▶ **Work instructions**
Write out, word for word, the lines of the items below, starting at the line containing "Look at the photo above. Which pixel sits on the forehead?" and ending at the line containing "pixel 256 286", both included.

▶ **Exercise data**
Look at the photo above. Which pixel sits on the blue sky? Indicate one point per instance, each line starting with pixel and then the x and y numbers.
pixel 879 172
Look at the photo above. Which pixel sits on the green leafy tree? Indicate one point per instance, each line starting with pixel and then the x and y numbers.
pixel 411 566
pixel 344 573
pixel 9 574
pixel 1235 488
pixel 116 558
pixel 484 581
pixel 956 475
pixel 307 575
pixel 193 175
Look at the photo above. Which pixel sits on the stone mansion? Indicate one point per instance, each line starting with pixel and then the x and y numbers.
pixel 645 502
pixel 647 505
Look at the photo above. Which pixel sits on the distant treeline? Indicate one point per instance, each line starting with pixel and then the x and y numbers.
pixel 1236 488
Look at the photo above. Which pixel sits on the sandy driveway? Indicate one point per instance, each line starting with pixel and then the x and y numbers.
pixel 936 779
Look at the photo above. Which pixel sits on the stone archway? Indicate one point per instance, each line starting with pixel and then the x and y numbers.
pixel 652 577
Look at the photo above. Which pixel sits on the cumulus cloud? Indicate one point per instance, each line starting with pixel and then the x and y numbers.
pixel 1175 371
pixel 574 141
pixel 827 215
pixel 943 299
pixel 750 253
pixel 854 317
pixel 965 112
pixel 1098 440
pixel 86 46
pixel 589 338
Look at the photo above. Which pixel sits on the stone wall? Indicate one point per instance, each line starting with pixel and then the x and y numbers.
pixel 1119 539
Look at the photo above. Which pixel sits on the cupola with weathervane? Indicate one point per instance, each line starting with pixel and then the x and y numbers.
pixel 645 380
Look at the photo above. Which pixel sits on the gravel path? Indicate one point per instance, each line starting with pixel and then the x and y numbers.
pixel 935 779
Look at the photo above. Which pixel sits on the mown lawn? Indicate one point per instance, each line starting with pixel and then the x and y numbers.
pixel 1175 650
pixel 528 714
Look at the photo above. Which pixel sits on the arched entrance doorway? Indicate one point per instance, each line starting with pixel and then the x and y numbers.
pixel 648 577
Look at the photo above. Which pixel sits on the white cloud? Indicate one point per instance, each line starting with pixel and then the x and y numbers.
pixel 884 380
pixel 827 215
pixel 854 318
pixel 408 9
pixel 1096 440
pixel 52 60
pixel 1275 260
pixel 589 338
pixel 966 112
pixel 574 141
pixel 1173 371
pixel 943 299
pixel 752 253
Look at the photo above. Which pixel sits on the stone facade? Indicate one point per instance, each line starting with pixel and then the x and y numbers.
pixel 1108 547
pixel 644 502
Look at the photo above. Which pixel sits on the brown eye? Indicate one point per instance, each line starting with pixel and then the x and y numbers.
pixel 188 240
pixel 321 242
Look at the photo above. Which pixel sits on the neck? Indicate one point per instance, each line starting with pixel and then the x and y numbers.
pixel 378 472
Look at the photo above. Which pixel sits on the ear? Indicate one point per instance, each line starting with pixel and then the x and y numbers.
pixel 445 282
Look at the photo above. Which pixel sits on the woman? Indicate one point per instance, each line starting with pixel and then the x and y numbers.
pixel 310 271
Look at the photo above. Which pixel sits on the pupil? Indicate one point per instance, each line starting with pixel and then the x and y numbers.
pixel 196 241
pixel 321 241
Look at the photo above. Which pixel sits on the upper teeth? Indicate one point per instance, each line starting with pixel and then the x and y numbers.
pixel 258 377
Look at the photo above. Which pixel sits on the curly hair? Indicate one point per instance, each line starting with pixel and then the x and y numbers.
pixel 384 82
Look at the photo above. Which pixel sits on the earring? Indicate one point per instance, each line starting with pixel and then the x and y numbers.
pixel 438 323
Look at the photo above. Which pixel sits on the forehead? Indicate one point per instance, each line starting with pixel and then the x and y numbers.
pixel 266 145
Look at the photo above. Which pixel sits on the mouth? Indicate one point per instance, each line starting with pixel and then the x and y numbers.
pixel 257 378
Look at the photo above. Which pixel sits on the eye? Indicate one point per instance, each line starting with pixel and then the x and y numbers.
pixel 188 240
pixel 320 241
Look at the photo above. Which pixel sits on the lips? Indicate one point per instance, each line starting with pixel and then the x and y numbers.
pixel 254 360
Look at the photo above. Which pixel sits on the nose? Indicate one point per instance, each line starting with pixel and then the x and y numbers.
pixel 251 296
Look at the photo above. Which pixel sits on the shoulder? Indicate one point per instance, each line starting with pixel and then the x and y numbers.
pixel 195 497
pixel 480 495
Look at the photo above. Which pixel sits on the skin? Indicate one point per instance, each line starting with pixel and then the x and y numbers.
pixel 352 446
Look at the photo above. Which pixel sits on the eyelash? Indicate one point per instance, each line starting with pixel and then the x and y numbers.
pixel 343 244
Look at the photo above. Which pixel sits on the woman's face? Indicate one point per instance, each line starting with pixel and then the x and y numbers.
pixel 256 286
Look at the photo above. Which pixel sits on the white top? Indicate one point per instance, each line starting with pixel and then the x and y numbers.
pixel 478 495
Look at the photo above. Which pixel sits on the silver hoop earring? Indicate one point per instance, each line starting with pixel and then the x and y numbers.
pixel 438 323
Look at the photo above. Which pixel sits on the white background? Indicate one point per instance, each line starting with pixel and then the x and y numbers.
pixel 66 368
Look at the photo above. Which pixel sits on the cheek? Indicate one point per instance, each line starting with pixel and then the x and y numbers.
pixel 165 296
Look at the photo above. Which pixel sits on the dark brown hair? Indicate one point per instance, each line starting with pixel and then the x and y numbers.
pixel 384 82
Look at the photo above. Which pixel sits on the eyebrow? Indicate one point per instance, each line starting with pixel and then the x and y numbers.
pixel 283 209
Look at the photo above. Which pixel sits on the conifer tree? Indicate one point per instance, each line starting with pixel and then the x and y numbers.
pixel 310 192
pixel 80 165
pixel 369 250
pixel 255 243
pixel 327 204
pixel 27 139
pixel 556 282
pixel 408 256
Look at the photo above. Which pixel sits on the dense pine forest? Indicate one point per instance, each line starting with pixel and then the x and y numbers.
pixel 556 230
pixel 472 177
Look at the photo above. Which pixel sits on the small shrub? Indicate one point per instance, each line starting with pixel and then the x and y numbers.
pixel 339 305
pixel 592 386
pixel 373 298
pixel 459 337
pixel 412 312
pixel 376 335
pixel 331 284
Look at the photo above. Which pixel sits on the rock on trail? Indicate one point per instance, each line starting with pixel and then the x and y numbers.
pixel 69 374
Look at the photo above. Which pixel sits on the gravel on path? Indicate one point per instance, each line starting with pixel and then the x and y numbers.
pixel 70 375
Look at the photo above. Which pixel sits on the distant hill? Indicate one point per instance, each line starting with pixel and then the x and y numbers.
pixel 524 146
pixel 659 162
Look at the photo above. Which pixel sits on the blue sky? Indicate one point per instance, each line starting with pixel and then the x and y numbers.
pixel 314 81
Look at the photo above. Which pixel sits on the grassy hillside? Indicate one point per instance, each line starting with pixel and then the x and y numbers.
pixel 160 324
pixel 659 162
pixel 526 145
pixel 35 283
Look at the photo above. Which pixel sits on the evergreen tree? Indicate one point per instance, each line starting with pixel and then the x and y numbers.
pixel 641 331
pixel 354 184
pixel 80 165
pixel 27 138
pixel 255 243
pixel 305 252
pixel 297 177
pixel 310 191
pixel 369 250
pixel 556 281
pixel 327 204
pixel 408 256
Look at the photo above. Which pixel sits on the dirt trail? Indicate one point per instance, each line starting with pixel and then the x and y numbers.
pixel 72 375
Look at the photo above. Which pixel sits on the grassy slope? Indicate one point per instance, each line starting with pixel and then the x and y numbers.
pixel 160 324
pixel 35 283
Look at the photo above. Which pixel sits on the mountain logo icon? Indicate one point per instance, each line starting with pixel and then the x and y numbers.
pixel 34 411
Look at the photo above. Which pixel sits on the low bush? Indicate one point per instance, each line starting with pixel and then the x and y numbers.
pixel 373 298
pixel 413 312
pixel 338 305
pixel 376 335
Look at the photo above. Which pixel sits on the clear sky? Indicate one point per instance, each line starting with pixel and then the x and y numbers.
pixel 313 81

▶ **Task answer**
Look at the photo above. Which pixel sits on the forehead? Indicate one point per instance, each line starting with pixel and then the x and y numbers.
pixel 266 145
Look at the photo above. Which pixel sits on the mouth? Indicate one point per instance, each line starting with pixel and then the x and y numbers.
pixel 257 378
Look at the photo above. Which pixel sits on the eye? Indicate one point per instance, each line starting with pixel and then the x and y numbers.
pixel 188 240
pixel 320 241
Look at the photo above. Which pixel sits on the lips? Indicate one point per instance, each line starting with pixel and then the x and y numbers.
pixel 254 360
Look at the photo above. Which pixel sits on the nose? Indicate one point per instance, each line starting with pixel and then the x and y numbers.
pixel 251 296
Look at the photo above. Which pixel sits on the shoulder? Indicate one point per instance, each line starting with pixel and then the x and y numbers.
pixel 195 497
pixel 480 495
Look at the photo above. Which pixel sits on the skin? Indicate one point per instance, each line starting with pixel and then the x and y numbers.
pixel 352 446
Look at the photo above. Which pixel sits on the eyelash? Indicate one point per instance, each line starting with pixel and then the x and y numbers.
pixel 343 244
Look at the photo above. Which pixel sits on the woman's face? Indicate one point per instance, each line starting with pixel and then the x and y numbers.
pixel 256 286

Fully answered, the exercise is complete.